» **PROBLEMA SCRITTO 1**
Riduci a un breve elenco puntato il paragrafo del racconto sul tunnel che comincia con «Un tunnel nascosto», mantenendone i fatti principali.
» **PROBLEMA SCRITTO 2**
Prosegui il racconto sul tunnel sotterraneo a partire dalla sua ultima frase.

» **SEGMENTO DEL DOCUMENTO**
------------
Il giorno dopo non mi feci scappare l'occasione di raccontare a tutti i miei amici la mia avventura, arricchita di tutti i particolari (a dire il vero anche più di tutti; molti di più). 
"La mano della morta" al cinema
Bisogna considerare che quello era il tempo in cui andavano di moda certi filmoni gotici, pieni di inquietanti atmosfere e di suspense dove giovani donne sfortunate incappavano in mariti avidi o psicopatici che si ingegnavano per somministrare alle sventurate le più orrende sevizie; penso a titoli come "La casa sulla scogliera", "Rebecca", "Dietro la porta chiusa" e altri dello stesso genere; per quanto riguarda la letteratura (a quei tempi leggevano tutti, mica come oggi) spopolavano i serial di Eugène Sue e i romanzi di Hugo e Dumas pieni di misteri e di orribili delitti e tutti conoscevano poi certi classici nazionalpopolari come "La cieca di Sorrento", "La muta di Portici", "Le due orfanelle", "La sepolta viva" o "La mano della morta".
Proprio quest'ultimo titolo mi ispirò. Cominciai a fare congetture sullo scopo del misterioso tunnel e a poco a poco le mie fantasticherie fecero presa sulle menti dei miei amici.
Un tunnel nascosto... un passaggio segreto... nei pressi di una chiesa... vicino ad un convento... Ero certo, dissi, che qui ci trovavamo di fronte ad un mistero. Probabilmente anticamente il passaggio era servito alle monache di clausura per poter uscire senza esser notate, forse qualcuna di esse era rimasta vittima di un amore sacrilego e profano: nessun dubbio che in questo caso, la sventurata, come coloro che incappavano nello stesso genere di misfatto, sarebbe stata atrocemente punita, probabilmente murata viva proprio nelle pareti di quella caverna.
D'accordo, logica ce n'era poca (e fantasia tanta) in questi discorsi, ma ci piaceva immaginare, lasciar volare la mente; volevamo sognare una realtà avventurosa che trascendesse le piccole miserie che, a quei tempi, tutti dovevamo in qualche misura sopportare.
Morale della favola: il giorno dopo io e una decina di ragazzi eravamo pronti ad una esplorazione approfondita del cunicolo sotterraneo.
------------
» **RECORD ELENCATI**
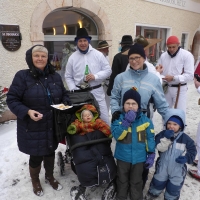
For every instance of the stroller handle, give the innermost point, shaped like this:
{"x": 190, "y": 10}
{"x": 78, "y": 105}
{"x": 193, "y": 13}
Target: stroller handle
------------
» **RISULTATO DELL'ESERCIZIO 1**
- Il tunnel nascosto si trova nei pressi di una chiesa e vicino a un convento, e chi racconta è certo che celi un mistero.
- Anticamente il passaggio sarebbe servito alle monache di clausura per uscire senza essere notate.
- Forse una di loro era rimasta vittima di un amore sacrilego e profano.
- In quel caso sarebbe stata punita atrocemente, probabilmente murata viva nelle pareti della caverna.

» **RISULTATO DELL'ESERCIZIO 2**
Questa volta ognuno di noi aveva una torcia e qualcuno si era munito anche di qualche robusto paletto di legno caso mai ci si fosse imbattuti in qualche arrabbiatissimo spirito di morto. Saltiamo al di là del muro, percorriamo lo stretto passaggio fino all'imbocco del tunnel, e poi, in fila indiana, cominciamo la nostra spedizione. Questa volta andavo più speditamente agevolato dalla fioca luce della torcia che avevo con me e dal fatto di essere ormai un veterano di quel luogo; dietro a me seguiva Fabio il Laini e via via tutti gli altri. Oddìo, di suspense ce n'era pochina; man mano che procedevamo quel tunnel si svelava per quello che realmente era: un passaggio stretto, basso, ma tutto sommato abbastanza agevole, creato con tutta probabilità per facilitare i lavori, di costruzione prima e di manutenzione poi, della chiesa. Urgeva qualche idea per non buttare al vento quella che da avventura da ricordare rischiava di trasformarsi in una passeggiata collettiva abbastanza insensata... l'occasione si presentò quando, poco prima della piccola salita che si trovava circa a metà della caverna, Fabio intravide qualcosa di strano nella parete di mattoni, sulla sinistra. Alla fioca luce della torcia risultò che c'era una apertura nel muro; sembrava fonda e larga poco più di un pugno. "Fammi vedere cose c'è, là dentro" dissi, cercando di far penetrare la luce della torcia più a fondo che potevo. Niente; il buco era fondo una trentina di centimetri ed era vuoto. "Ma che c'è laggiù in fondo?" chiese Fabio che aveva visto qualcosa di indefinito che appariva scura e tentacolare. La luce non illuminava sufficientemente così gli chiesi di allungare la mano per cercar di capire di cosa si trattasse ma proprio in quello stesso istante un'idea geniale mi si affacciò alla mente. Spinsi con forza dentro quel pertugio il braccio di Fabio fino a fargli toccare il fondo e contemporaneamente mi misi ad urlare a gran voce "E' una mano! La mano della morta!". Urla disperate, torce che si spengono, Fabio che schizza indietro, poi  scappa urlando, tutti che tornano sui loro passi e fuggono più presto che possono nel buio più pesto sbattendo teste, braccia e gambe nelle pareti sempre più strette.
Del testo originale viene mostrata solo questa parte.